Aim:
Recast the items below as a JSON list of strings, with one string for each line and blank lines omitted. Cover every item, but leave the picture lines out of the list.

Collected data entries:
■ ■ ■ ■
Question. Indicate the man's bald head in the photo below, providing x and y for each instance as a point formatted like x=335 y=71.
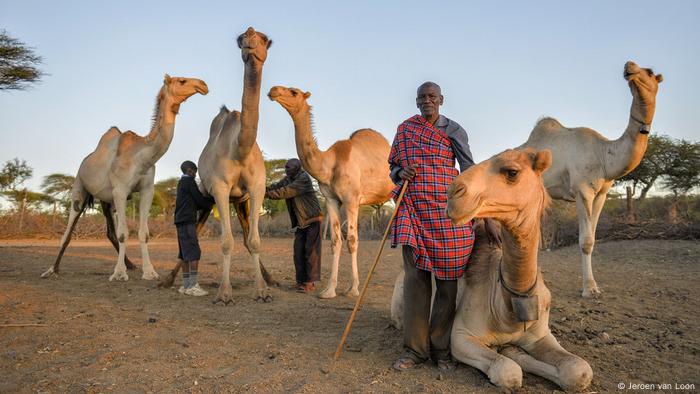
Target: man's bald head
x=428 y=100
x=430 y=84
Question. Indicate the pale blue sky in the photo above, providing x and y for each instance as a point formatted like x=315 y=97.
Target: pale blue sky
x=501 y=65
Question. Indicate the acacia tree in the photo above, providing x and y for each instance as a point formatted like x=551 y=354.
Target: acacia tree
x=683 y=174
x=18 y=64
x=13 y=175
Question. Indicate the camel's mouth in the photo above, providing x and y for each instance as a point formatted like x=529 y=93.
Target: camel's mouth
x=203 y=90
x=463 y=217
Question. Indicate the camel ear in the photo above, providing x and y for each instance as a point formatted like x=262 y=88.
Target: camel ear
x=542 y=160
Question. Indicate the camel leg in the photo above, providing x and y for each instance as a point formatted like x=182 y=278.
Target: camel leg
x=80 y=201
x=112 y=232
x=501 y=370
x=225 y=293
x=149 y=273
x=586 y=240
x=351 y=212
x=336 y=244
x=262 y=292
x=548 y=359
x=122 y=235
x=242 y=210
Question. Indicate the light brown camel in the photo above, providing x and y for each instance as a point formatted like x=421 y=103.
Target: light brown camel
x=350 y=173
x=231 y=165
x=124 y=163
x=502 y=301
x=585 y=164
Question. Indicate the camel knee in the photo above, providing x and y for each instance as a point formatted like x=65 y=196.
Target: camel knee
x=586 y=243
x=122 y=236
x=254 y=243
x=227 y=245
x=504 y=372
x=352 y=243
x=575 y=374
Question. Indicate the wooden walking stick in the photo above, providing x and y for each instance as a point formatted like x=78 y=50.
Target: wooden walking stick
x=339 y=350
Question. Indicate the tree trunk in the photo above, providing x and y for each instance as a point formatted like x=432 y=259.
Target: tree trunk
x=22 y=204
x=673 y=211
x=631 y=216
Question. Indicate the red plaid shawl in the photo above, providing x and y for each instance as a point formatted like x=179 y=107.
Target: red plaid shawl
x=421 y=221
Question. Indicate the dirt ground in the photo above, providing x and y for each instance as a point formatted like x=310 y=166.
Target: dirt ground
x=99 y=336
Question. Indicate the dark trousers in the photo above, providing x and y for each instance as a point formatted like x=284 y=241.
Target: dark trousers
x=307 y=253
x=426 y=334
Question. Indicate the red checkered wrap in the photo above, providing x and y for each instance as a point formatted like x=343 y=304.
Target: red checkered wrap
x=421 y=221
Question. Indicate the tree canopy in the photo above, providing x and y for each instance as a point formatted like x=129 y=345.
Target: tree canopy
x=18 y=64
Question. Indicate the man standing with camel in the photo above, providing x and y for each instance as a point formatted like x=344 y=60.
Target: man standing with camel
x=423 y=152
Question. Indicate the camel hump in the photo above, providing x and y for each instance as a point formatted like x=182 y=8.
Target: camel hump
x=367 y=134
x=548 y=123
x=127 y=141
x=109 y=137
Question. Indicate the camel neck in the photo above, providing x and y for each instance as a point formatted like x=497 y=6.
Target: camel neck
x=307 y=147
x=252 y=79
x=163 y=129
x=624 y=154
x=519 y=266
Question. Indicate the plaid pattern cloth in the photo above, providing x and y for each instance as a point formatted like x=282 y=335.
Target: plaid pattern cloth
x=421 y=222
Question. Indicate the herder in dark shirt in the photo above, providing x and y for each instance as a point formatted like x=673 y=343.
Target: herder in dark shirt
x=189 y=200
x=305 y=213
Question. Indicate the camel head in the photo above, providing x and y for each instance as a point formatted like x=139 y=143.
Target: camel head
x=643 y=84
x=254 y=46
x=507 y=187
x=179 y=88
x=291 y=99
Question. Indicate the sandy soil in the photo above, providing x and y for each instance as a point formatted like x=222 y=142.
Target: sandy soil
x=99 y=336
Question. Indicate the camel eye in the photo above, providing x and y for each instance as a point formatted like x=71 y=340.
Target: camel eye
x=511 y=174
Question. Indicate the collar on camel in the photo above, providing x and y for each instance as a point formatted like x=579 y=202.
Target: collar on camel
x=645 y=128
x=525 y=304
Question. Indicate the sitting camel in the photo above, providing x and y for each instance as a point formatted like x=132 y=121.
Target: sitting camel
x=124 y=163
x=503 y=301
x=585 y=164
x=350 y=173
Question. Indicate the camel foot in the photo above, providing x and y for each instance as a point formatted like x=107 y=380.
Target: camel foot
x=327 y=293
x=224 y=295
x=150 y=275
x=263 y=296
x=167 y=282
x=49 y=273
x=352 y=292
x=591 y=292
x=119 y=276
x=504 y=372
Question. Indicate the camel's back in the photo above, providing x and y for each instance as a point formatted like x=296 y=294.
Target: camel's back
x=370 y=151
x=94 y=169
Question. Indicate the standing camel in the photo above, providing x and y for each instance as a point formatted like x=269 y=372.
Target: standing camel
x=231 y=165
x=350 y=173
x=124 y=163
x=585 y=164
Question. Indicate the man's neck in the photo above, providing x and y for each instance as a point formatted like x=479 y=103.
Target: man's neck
■ ■ ■ ■
Answer for the task:
[
  "Question. Indicate the man's bald head in the photo below, providing x and y for each instance as a point formatted like x=335 y=71.",
  "Target: man's bald head",
  "x=428 y=100",
  "x=430 y=84",
  "Question. Indicate the pale blue sky in the photo above, providing x and y for each instance as a point formatted like x=315 y=97.",
  "Target: pale blue sky",
  "x=501 y=65",
  "Question. Indicate the acacia tree in the photo above, providing x and y for each instance as a point formatted like x=551 y=354.",
  "Target: acacia tree",
  "x=683 y=174",
  "x=18 y=64",
  "x=13 y=175",
  "Question. Indicate the camel's mouth in the photo above, providing x and y for each instance as a point formatted like x=529 y=93.",
  "Target: camel's mouth",
  "x=203 y=90",
  "x=463 y=217",
  "Question. Indicate the camel ear in the photo above, providing x and y for each instance as a point formatted like x=262 y=88.",
  "Target: camel ear",
  "x=542 y=160",
  "Question. Indicate the camel leg in the photo above, providing x and y for each instance as a point formatted like x=182 y=278.",
  "Target: camel leg",
  "x=80 y=201",
  "x=112 y=232",
  "x=501 y=370",
  "x=225 y=293",
  "x=149 y=273",
  "x=586 y=240",
  "x=351 y=212",
  "x=336 y=244",
  "x=262 y=292",
  "x=548 y=359",
  "x=122 y=235",
  "x=242 y=210",
  "Question. Indicate the light brown camel in the photo above, providing x and y for each instance as a point formatted like x=421 y=103.",
  "Target: light brown camel",
  "x=350 y=173",
  "x=231 y=165",
  "x=124 y=163",
  "x=502 y=301",
  "x=585 y=164",
  "Question. Indicate the camel knee in the photo above, providing x and y for each instance as a point formatted like x=65 y=196.",
  "Target: camel knee",
  "x=586 y=243",
  "x=122 y=236",
  "x=254 y=243",
  "x=227 y=245",
  "x=504 y=372",
  "x=352 y=243",
  "x=575 y=374",
  "Question. Indicate the wooden walking stick in the photo above, providing x and y for each instance as a point formatted like x=78 y=50.",
  "Target: wooden walking stick",
  "x=339 y=350",
  "Question. Indicate the tree trunk in the photo above, providing x and y for each instance as a point formatted like x=432 y=259.",
  "Target: tree trunk",
  "x=22 y=204",
  "x=673 y=211",
  "x=631 y=216",
  "Question. Indicate the red plaid shawl in the photo above, providing x and y for each instance as a point formatted like x=179 y=107.",
  "Target: red plaid shawl",
  "x=421 y=221",
  "Question. Indicate the dirt ground in the photo above, providing x and y for each instance as a point formatted like x=310 y=166.",
  "Target: dirt ground",
  "x=99 y=336",
  "Question. Indicate the dark trousers in the photo above, providing x and y for each instance as a point formatted like x=284 y=241.",
  "Target: dark trousers",
  "x=307 y=253",
  "x=426 y=334",
  "Question. Indicate the red checkered wrap in the photo above, providing x and y for each instance as a point formatted like x=343 y=304.",
  "Target: red checkered wrap",
  "x=421 y=221",
  "Question. Indicate the tree canopy in the photo above, providing x and y for each instance as a point formatted like x=129 y=345.",
  "Target: tree canopy",
  "x=18 y=64",
  "Question. Indicate the man standing with camel in the photo above, providing x and y for each instance as a point formatted like x=344 y=60.",
  "Target: man standing with camel",
  "x=423 y=152",
  "Question. Indicate the camel hump in the photo above, providing x and y for each instance as a point formatted like x=182 y=8.",
  "Target: camel hump",
  "x=367 y=134",
  "x=548 y=123",
  "x=127 y=141",
  "x=109 y=137",
  "Question. Indicate the camel neck in the photo above, providing x and y for each instance as a point formatted like x=497 y=6.",
  "Target: camel neck",
  "x=307 y=147",
  "x=252 y=79",
  "x=163 y=129",
  "x=624 y=154",
  "x=519 y=266",
  "Question. Indicate the plaid pattern cloth in the photo above, providing x and y for each instance as a point formatted like x=282 y=335.",
  "Target: plaid pattern cloth",
  "x=421 y=222",
  "Question. Indicate the herder in dark shirt in the photo above, providing x and y for each instance as a point formatted like x=673 y=343.",
  "Target: herder in dark shirt",
  "x=189 y=200",
  "x=305 y=213",
  "Question. Indicate the camel head in the photo above, providing x and y for each instance as a point formatted like x=139 y=143.",
  "Target: camel head",
  "x=643 y=84",
  "x=254 y=46",
  "x=507 y=187",
  "x=179 y=88",
  "x=291 y=99",
  "Question. Indicate the sandy soil in the photo above, providing x and y for each instance as a point formatted like x=222 y=142.",
  "Target: sandy soil",
  "x=99 y=336",
  "Question. Indicate the camel eye in the photo above, providing x and y for each instance as a point formatted like x=71 y=340.",
  "Target: camel eye",
  "x=511 y=174",
  "Question. Indicate the collar on camel in the photo above, providing x and y for each instance as a point formatted like x=579 y=202.",
  "Target: collar on camel",
  "x=645 y=128",
  "x=525 y=304",
  "Question. Indicate the sitting camel in the photo above, providing x and y for each instance as a point formatted like x=132 y=121.",
  "Target: sitting camel",
  "x=124 y=163",
  "x=503 y=301",
  "x=585 y=164",
  "x=350 y=173",
  "Question. Indicate the camel foot in the photo above, providing x and y for each instance as a point formatted like x=107 y=380.",
  "Target: camel foot",
  "x=327 y=293",
  "x=224 y=295",
  "x=150 y=275",
  "x=263 y=296",
  "x=167 y=282",
  "x=49 y=273",
  "x=352 y=292",
  "x=591 y=292",
  "x=119 y=276",
  "x=504 y=372",
  "Question. Indicate the camel's back in the photo above, providing x and y for each instance as a point formatted like x=296 y=294.",
  "Target: camel's back",
  "x=370 y=151",
  "x=94 y=169",
  "Question. Indicate the standing camel in the photo above, providing x and y for each instance as a point formatted like x=269 y=372.",
  "Target: standing camel",
  "x=231 y=165",
  "x=350 y=173",
  "x=124 y=163",
  "x=585 y=164",
  "Question. Indicate the man's neck in the photo above, providing x and y for each instance as a point formatted like x=479 y=103.",
  "Target: man's neck"
]